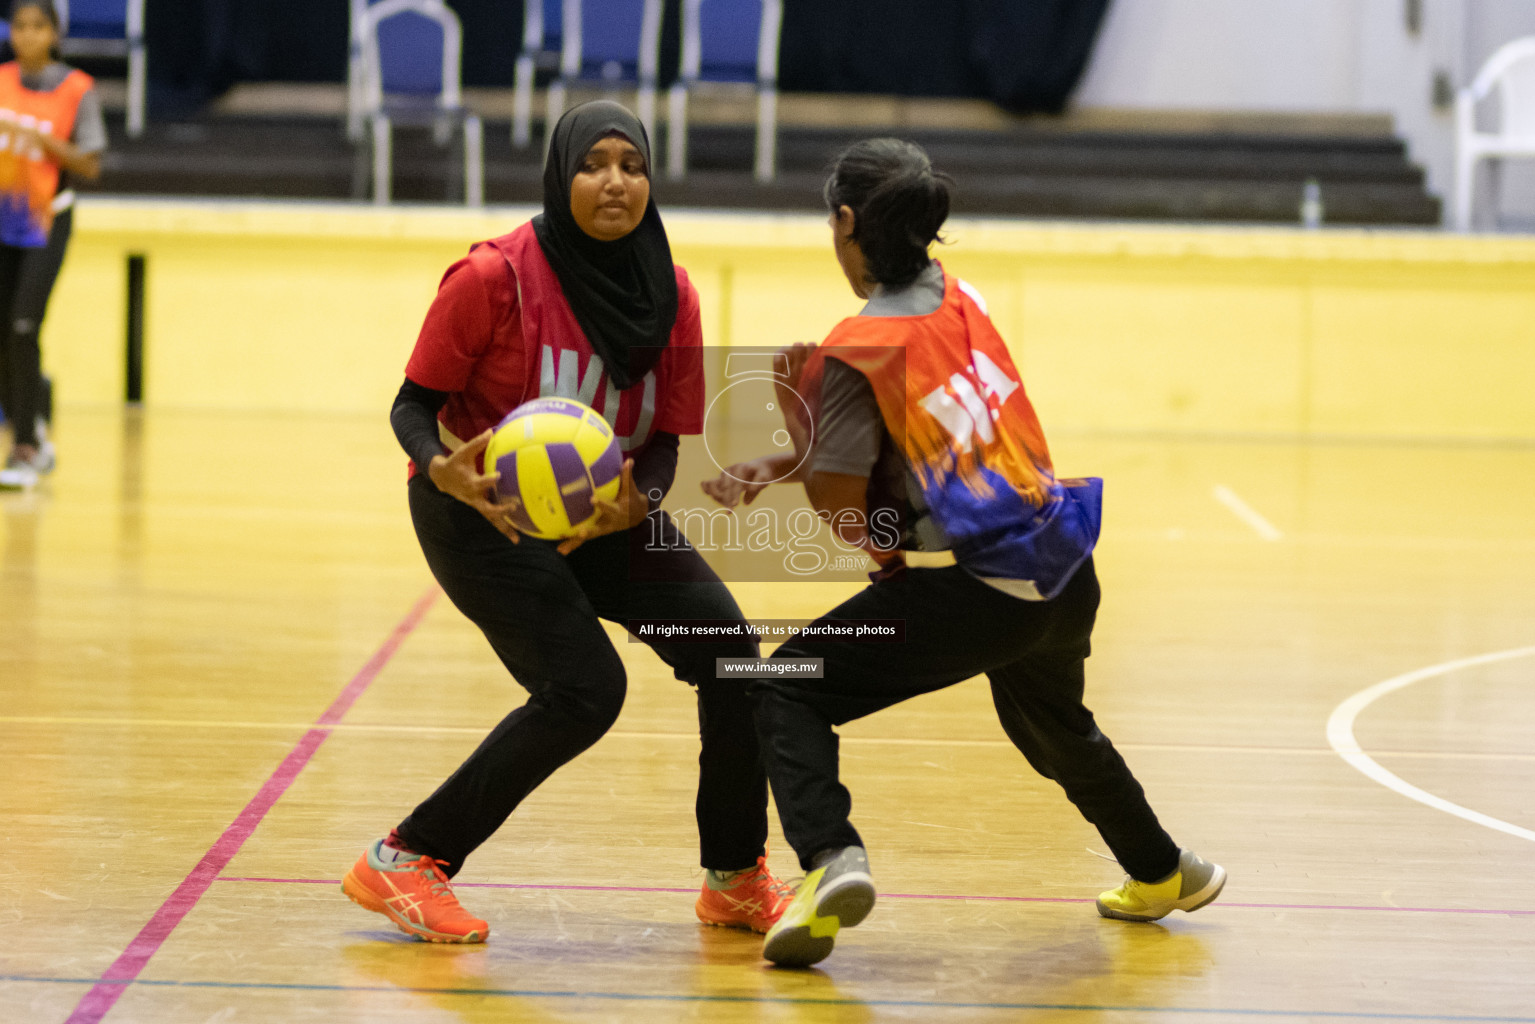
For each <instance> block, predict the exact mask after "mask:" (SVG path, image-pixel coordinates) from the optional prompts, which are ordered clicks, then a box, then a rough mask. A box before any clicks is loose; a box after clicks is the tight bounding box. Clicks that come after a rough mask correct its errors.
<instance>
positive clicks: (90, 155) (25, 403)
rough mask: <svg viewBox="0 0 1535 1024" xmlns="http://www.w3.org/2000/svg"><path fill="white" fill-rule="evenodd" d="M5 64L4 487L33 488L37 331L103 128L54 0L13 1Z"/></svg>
mask: <svg viewBox="0 0 1535 1024" xmlns="http://www.w3.org/2000/svg"><path fill="white" fill-rule="evenodd" d="M11 49H12V52H14V54H15V60H12V61H9V63H5V64H0V410H5V416H6V419H8V421H9V424H11V453H9V456H8V457H6V464H5V468H0V488H12V490H14V488H28V487H32V485H34V484H37V481H38V477H40V476H41V474H45V473H48V471H49V470H52V468H54V447H52V444H51V442H49V439H48V428H46V421H48V418H49V405H51V401H49V396H48V395H46V391H45V384H43V376H41V353H40V350H38V330H40V327H41V324H43V315H45V313H46V310H48V296H49V295H51V293H52V290H54V281H55V279H57V278H58V269H60V266H61V264H63V261H64V249H66V247H68V246H69V232H71V227H72V221H74V198H75V193H74V190H72V189H71V187H69V183H71V180H72V178H86V180H95V178H97V177H100V173H101V152H103V150H104V149H106V127H104V124H103V120H101V104H100V101H98V100H97V94H95V88H94V81H92V78H91V75H87V74H84V72H83V71H77V69H74V68H69V66H68V64H63V63H60V61H58V60H57V49H58V12H57V11H55V9H54V5H52V3H51V0H17V2H15V3H12V5H11Z"/></svg>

# WHAT IS NEEDED
Rewrite the listing above with "positive clicks" changed to "foreground clicks" and every other line kept the same. Leave out the pictures.

# EXPECTED OUTPUT
For each <instance> block, predict the exact mask after "mask:" (SVG path, image-pixel coordinates) from the optional prompts, which are ordered clicks, then a box, then a rough mask. A box before any clicks is loose; a box after clicks is the tight bounding box. Clicks that come after a rough mask correct its errors.
<instance>
foreground clicks: (90, 155) (25, 403)
rough mask: <svg viewBox="0 0 1535 1024" xmlns="http://www.w3.org/2000/svg"><path fill="white" fill-rule="evenodd" d="M5 64L4 487L33 488L37 331L103 128L54 0L13 1Z"/></svg>
mask: <svg viewBox="0 0 1535 1024" xmlns="http://www.w3.org/2000/svg"><path fill="white" fill-rule="evenodd" d="M11 49H12V52H14V54H15V60H12V61H9V63H5V64H0V410H5V416H6V419H8V421H9V424H11V453H9V456H8V457H6V464H5V468H0V488H12V490H14V488H28V487H32V485H34V484H37V481H38V477H40V476H41V474H45V473H48V471H49V470H52V468H54V447H52V444H51V442H49V439H48V428H46V421H48V418H49V405H51V401H49V396H48V395H46V391H45V384H43V376H41V353H40V350H38V330H40V327H41V324H43V315H45V313H46V310H48V296H49V295H51V293H52V290H54V281H55V279H57V278H58V269H60V266H61V264H63V261H64V249H66V247H68V246H69V232H71V227H72V221H74V198H75V193H74V190H72V189H71V187H69V183H71V180H72V178H86V180H95V178H97V177H100V173H101V152H103V150H104V149H106V127H104V124H103V120H101V104H100V101H98V100H97V94H95V88H94V81H92V78H91V75H87V74H84V72H83V71H77V69H74V68H69V66H68V64H63V63H60V61H58V60H57V49H58V12H57V11H55V9H54V5H52V3H51V0H17V2H15V3H12V5H11Z"/></svg>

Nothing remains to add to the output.